Dataset records:
----

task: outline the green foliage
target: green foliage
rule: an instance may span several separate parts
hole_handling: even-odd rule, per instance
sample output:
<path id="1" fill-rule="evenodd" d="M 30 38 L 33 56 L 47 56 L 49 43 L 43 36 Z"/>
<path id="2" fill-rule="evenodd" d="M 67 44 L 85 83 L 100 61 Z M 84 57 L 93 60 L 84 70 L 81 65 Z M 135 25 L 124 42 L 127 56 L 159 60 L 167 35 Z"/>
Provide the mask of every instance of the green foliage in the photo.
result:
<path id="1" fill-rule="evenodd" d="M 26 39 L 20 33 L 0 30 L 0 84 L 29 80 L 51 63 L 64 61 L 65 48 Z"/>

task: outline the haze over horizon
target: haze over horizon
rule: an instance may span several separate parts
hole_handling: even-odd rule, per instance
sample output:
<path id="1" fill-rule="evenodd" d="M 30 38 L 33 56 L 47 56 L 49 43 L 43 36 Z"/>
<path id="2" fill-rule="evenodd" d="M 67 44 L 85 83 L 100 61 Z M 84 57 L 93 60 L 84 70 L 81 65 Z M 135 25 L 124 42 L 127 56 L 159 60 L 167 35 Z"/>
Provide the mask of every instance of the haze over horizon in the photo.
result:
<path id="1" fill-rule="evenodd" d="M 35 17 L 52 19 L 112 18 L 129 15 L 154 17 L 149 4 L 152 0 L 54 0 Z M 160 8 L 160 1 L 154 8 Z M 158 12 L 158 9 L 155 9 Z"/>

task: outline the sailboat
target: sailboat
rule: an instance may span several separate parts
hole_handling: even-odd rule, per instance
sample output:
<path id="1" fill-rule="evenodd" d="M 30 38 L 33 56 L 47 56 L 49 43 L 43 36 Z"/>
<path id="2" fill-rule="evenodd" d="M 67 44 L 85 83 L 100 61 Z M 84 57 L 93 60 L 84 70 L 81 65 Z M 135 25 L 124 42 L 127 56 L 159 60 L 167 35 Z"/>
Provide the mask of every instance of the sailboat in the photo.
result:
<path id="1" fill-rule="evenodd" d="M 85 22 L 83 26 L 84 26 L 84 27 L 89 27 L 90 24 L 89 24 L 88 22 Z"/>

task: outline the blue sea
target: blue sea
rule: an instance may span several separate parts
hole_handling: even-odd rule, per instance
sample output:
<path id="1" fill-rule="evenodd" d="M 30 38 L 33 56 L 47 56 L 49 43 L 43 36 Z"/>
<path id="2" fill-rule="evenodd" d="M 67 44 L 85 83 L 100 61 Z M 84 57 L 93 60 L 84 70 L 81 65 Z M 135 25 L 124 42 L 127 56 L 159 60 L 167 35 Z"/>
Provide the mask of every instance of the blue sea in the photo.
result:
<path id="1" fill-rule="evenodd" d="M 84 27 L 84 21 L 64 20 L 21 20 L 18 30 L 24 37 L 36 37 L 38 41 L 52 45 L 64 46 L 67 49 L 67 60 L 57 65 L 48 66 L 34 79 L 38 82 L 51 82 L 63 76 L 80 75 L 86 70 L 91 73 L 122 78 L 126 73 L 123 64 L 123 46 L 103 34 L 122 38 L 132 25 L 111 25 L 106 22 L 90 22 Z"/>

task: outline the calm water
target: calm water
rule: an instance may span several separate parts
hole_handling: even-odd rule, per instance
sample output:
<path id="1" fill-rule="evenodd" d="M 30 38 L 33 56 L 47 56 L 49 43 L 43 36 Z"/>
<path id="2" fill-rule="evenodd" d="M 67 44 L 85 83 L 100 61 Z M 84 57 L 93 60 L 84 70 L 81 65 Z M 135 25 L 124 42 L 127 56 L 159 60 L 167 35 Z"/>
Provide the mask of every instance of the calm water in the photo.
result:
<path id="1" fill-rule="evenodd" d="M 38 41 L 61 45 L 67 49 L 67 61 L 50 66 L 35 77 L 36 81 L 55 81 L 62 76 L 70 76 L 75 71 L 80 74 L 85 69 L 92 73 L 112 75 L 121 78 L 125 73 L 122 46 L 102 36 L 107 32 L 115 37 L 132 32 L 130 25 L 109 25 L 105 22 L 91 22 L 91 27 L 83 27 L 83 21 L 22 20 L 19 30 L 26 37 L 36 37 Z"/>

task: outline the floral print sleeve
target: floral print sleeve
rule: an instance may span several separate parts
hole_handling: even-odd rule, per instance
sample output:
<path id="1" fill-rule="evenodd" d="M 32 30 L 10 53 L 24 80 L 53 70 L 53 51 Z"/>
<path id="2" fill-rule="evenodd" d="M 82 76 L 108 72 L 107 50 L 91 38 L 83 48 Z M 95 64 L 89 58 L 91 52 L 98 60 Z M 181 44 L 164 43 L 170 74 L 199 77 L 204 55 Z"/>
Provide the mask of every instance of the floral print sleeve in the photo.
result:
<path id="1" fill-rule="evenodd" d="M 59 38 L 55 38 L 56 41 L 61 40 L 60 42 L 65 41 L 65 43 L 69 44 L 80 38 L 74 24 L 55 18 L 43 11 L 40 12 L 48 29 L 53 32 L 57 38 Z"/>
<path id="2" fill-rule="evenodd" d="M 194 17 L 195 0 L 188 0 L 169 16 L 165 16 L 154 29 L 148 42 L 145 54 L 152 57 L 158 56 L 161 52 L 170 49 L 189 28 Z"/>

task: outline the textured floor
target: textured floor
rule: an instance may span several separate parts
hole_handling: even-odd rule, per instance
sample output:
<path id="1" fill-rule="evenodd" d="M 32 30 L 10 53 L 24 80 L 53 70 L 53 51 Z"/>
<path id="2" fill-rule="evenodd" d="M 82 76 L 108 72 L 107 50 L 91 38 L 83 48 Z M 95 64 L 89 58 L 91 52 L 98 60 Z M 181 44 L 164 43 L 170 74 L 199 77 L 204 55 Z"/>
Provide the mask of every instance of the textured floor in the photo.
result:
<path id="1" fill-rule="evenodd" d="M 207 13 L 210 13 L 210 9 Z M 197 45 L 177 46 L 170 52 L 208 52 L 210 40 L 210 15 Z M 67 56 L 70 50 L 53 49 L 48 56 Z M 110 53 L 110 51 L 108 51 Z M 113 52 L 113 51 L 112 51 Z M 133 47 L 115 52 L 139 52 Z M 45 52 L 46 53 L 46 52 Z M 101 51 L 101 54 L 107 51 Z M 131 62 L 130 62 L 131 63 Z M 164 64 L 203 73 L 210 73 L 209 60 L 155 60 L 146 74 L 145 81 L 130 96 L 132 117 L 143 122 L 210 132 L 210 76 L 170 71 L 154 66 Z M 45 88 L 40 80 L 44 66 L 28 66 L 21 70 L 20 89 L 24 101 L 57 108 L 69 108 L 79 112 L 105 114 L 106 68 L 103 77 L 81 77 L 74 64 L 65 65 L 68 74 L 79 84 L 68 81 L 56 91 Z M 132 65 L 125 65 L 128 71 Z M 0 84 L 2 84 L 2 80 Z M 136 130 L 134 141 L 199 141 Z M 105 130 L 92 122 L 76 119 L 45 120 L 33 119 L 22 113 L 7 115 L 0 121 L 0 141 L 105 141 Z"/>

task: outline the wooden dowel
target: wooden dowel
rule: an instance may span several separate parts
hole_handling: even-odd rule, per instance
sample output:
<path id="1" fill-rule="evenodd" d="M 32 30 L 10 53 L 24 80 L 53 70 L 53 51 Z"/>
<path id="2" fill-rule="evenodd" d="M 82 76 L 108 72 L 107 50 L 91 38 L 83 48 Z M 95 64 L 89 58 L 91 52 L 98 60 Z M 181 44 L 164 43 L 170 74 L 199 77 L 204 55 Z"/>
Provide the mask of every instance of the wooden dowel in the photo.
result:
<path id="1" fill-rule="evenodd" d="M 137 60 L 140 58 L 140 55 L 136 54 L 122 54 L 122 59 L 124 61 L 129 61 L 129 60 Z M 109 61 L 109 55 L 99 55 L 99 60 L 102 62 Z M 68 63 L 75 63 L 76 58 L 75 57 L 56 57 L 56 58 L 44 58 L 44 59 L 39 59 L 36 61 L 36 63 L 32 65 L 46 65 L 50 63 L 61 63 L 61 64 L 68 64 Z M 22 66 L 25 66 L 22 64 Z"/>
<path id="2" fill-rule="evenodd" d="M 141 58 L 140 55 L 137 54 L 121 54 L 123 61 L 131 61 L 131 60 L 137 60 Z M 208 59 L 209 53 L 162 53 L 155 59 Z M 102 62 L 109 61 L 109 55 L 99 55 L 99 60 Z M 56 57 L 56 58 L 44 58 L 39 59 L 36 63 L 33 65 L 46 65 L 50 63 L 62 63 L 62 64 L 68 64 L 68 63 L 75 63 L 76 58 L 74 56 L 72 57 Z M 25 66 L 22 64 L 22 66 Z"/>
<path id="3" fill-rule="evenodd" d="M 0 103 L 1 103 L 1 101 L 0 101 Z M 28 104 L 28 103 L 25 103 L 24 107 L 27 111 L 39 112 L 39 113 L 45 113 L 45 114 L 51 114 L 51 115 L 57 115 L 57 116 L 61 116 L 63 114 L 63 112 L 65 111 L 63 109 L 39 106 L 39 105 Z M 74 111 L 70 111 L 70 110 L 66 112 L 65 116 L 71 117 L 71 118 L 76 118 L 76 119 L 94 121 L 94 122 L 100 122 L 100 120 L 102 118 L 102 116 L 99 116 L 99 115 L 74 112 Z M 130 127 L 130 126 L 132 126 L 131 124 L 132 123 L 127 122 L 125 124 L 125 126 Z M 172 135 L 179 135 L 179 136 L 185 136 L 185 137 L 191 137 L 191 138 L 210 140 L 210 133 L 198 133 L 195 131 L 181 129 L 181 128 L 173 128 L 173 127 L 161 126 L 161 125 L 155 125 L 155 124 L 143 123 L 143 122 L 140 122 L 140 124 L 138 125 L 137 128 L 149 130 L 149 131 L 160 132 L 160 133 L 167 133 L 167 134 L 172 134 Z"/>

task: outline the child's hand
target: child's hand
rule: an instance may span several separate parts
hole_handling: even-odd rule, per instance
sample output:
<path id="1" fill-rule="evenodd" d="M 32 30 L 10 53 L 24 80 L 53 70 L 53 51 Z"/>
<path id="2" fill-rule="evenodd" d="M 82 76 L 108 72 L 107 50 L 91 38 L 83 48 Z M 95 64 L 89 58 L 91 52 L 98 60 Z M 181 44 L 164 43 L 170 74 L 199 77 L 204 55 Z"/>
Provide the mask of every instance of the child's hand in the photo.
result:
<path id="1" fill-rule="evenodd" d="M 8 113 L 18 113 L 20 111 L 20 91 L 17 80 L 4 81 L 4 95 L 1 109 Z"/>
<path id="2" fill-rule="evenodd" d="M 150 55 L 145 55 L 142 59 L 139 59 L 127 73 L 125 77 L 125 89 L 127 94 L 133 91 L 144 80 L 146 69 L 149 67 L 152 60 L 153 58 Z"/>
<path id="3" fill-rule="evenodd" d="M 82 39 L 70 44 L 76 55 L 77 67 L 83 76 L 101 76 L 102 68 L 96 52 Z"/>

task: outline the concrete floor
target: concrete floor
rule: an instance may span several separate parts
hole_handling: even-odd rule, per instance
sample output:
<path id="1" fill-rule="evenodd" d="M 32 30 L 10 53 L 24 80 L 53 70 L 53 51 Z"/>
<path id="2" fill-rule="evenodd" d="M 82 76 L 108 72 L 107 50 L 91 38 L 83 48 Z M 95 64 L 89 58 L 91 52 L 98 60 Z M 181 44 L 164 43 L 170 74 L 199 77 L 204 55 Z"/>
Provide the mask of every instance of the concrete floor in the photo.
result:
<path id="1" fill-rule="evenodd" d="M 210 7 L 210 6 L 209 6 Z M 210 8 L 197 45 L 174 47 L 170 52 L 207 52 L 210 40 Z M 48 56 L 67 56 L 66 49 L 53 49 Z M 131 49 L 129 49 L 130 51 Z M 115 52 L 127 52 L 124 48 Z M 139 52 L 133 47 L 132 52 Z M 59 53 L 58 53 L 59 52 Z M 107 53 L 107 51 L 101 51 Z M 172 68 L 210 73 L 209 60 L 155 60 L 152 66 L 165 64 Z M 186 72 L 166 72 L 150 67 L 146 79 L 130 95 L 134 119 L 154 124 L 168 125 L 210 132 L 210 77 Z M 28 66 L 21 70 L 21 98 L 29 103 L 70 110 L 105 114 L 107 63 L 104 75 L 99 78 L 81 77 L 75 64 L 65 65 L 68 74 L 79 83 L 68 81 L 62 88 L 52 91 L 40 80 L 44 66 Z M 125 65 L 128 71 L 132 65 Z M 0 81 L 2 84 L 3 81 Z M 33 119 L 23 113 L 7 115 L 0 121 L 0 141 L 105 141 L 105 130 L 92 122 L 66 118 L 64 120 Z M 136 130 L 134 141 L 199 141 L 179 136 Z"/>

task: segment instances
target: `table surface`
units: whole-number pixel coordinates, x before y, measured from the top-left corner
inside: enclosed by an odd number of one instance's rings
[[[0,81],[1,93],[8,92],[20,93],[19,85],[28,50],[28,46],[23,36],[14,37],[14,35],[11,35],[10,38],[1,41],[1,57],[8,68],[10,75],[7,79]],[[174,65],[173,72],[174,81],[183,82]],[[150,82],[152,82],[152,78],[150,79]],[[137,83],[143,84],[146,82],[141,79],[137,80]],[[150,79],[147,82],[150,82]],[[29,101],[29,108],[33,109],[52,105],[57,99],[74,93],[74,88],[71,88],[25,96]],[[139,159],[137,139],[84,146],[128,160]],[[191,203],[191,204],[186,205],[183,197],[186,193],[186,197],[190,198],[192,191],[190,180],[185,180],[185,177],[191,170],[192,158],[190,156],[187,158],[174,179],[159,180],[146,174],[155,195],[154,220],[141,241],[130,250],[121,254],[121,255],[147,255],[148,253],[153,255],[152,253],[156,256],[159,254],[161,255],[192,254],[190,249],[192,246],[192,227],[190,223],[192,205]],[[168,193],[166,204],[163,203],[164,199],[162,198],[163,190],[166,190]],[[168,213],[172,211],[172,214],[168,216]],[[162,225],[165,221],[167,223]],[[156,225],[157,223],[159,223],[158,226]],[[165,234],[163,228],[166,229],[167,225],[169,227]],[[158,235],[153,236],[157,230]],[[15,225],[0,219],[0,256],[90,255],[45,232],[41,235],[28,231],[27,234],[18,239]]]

----

Exercise aim: Identify each line of the listing above that contains the string "mask" and copy those lines. Matches must have the same case.

Finished answer:
Provide the mask of every instance of the green foliage in the photo.
Provide the mask of every instance of the haze over horizon in the photo.
Provide the mask of every instance of the sailboat in the photo.
Provide the mask of every instance of the blue sea in the photo.
Provide the mask of every instance of the calm water in the photo.
Provide the mask of every instance of the floral print sleeve in the photo.
Provide the mask of every instance of the textured floor in the photo.
Provide the mask of every instance of the wooden dowel in the photo.
Provide the mask of every instance of the child's hand in the photo.
Provide the mask of every instance of the concrete floor in the photo.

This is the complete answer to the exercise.